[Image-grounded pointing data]

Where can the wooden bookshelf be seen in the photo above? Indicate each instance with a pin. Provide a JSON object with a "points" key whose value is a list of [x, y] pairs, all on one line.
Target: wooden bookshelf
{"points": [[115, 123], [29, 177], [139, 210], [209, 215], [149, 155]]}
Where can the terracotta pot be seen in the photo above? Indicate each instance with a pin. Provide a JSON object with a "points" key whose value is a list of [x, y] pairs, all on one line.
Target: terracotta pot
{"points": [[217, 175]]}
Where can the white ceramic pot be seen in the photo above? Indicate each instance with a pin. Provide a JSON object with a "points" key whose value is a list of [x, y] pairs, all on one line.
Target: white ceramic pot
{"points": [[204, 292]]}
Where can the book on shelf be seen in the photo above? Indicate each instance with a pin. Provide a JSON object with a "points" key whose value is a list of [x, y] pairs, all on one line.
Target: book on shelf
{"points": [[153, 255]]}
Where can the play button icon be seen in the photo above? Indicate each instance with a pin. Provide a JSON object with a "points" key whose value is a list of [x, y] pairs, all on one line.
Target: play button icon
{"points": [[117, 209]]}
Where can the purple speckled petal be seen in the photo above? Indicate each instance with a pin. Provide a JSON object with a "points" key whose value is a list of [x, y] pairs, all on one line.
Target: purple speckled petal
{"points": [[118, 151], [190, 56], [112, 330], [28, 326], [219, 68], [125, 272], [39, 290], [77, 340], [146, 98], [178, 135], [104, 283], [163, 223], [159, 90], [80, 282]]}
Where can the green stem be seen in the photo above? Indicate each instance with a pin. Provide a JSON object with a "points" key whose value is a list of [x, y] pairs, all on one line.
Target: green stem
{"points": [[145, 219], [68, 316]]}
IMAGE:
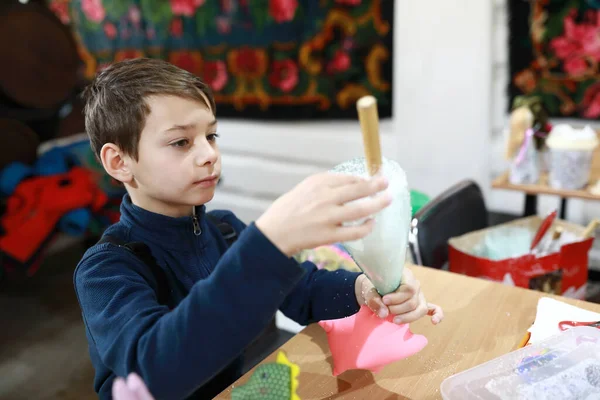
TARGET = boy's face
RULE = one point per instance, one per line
(179, 163)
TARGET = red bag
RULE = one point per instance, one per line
(562, 273)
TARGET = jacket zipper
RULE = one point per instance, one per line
(196, 223)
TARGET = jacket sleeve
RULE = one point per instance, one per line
(319, 295)
(177, 351)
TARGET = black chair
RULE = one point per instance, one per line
(458, 210)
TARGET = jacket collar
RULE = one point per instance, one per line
(170, 232)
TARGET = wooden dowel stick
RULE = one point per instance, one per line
(369, 124)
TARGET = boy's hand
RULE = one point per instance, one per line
(312, 214)
(407, 303)
(132, 389)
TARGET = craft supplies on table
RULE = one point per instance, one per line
(557, 265)
(564, 366)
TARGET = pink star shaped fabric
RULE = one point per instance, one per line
(365, 341)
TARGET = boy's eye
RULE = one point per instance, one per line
(180, 143)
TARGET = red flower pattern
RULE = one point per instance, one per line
(283, 10)
(110, 30)
(579, 42)
(349, 2)
(284, 75)
(177, 27)
(591, 102)
(186, 7)
(339, 63)
(215, 75)
(93, 10)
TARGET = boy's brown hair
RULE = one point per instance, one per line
(115, 102)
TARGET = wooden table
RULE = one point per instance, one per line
(484, 320)
(533, 190)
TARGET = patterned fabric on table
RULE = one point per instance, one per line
(264, 59)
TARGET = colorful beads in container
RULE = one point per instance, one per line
(272, 381)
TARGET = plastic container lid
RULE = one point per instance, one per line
(565, 366)
(565, 137)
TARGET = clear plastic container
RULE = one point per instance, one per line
(563, 367)
(571, 153)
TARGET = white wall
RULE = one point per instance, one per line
(439, 133)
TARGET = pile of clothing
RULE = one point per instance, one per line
(64, 190)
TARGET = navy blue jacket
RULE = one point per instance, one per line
(222, 299)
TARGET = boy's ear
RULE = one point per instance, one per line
(116, 163)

### Directions
Output the data verbatim, images excluded.

### Exercise result
Where can the wooden bookshelf be seen in the photo above? Indicate each instance with a pin. Provide a JSON object with a "points" key whose value is a list of [x, y] pairs, all on one line.
Target: wooden bookshelf
{"points": [[115, 123], [29, 177], [139, 210], [209, 215], [149, 155]]}
Where can the terracotta pot be seen in the photo above? Indicate each instance with a pin. Provide a JSON object with a "points" key whose value is a list of [x, y] pairs, all on one line.
Target: terracotta pot
{"points": [[217, 175]]}
Where can the white ceramic pot be seen in the photo above? Indicate each instance with a pin. Provide a JSON object with a "points" key whose value is a list of [x, y] pairs, all on one line.
Target: white ceramic pot
{"points": [[204, 292]]}
Where can the book on shelf be seen in the photo above? Indicate each instance with a pin. Provide a JSON object with a "points" key whose value is a list of [x, y] pairs, all on one line.
Target: book on shelf
{"points": [[153, 255]]}
Where can the play button icon be seen in the photo above? Indicate each instance with a pin. Provide a JSON object with a "points" key whose value is a list of [x, y] pairs, all on one line.
Target: play button icon
{"points": [[117, 209]]}
Where can the purple speckled petal be seen in the photo above? Indicate each instance with a pin. Provide a JSON object with a "points" key whose value is a list of [x, y] pairs, all on one line.
Target: purple speckled petal
{"points": [[118, 151], [190, 56], [112, 330], [28, 326], [219, 68], [125, 272], [39, 290], [77, 340], [146, 98], [178, 135], [104, 283], [163, 223], [159, 90], [80, 282]]}
Where can the green stem be seen in the photo above? Indicate each instance with a pin. Provide a JSON object with a "points" key whose value is a list of [x, y] pairs, all on one line.
Target: green stem
{"points": [[145, 219], [68, 316]]}
IMAGE:
TARGET = boy's face
RULE = one point per instance, one per line
(179, 163)
TARGET = red bag
RULE = one point per instance, one per line
(562, 273)
TARGET = jacket zipper
RULE = one point per instance, one per line
(196, 223)
TARGET = jacket sleeve
RULE = one point per instance, one per line
(319, 295)
(177, 351)
TARGET = black chair
RULE = one point per instance, one per line
(458, 210)
TARGET = jacket collar
RULE = one point per instance, one per line
(170, 232)
TARGET = wooden dowel stick
RULE = one point per instance, one per line
(369, 124)
TARGET = boy's hand
RULE = one point per instance, one per line
(312, 214)
(407, 303)
(132, 389)
TARGET = craft supplies on table
RULE = one point per instance, one per line
(557, 265)
(564, 366)
TARGET = pink star shaped fabric
RULE = one point per instance, one per line
(365, 341)
TARGET = boy's eye
RULE = one point per instance, one per line
(180, 143)
TARGET = red flower pattern
RULE = one point per instance, one per line
(283, 10)
(110, 30)
(579, 42)
(349, 2)
(284, 75)
(177, 27)
(591, 102)
(186, 7)
(339, 63)
(215, 75)
(93, 10)
TARGET = boy's brown hair
RULE = one point per instance, one per line
(115, 102)
TARGET = wooden table
RULE = one point per instance, one per line
(484, 320)
(533, 190)
TARGET = patterned fabric on table
RULE = one point per instance, one per line
(264, 59)
TARGET = colorful beads in container
RULE = one point per instance, one per line
(272, 381)
TARGET = plastic container lid
RULE = one point per instance, one per line
(565, 366)
(565, 137)
TARGET = clear plastic container
RULE = one point per instance, one per line
(563, 367)
(571, 153)
TARGET = white wall
RULE = one point per instance, one per line
(439, 133)
TARGET = pile of clothing
RULE = one point per instance, one per line
(64, 190)
TARGET = navy blue jacket
RULE = one point per instance, one per line
(222, 299)
TARGET = boy's ear
RULE = one point per instance, one per line
(116, 163)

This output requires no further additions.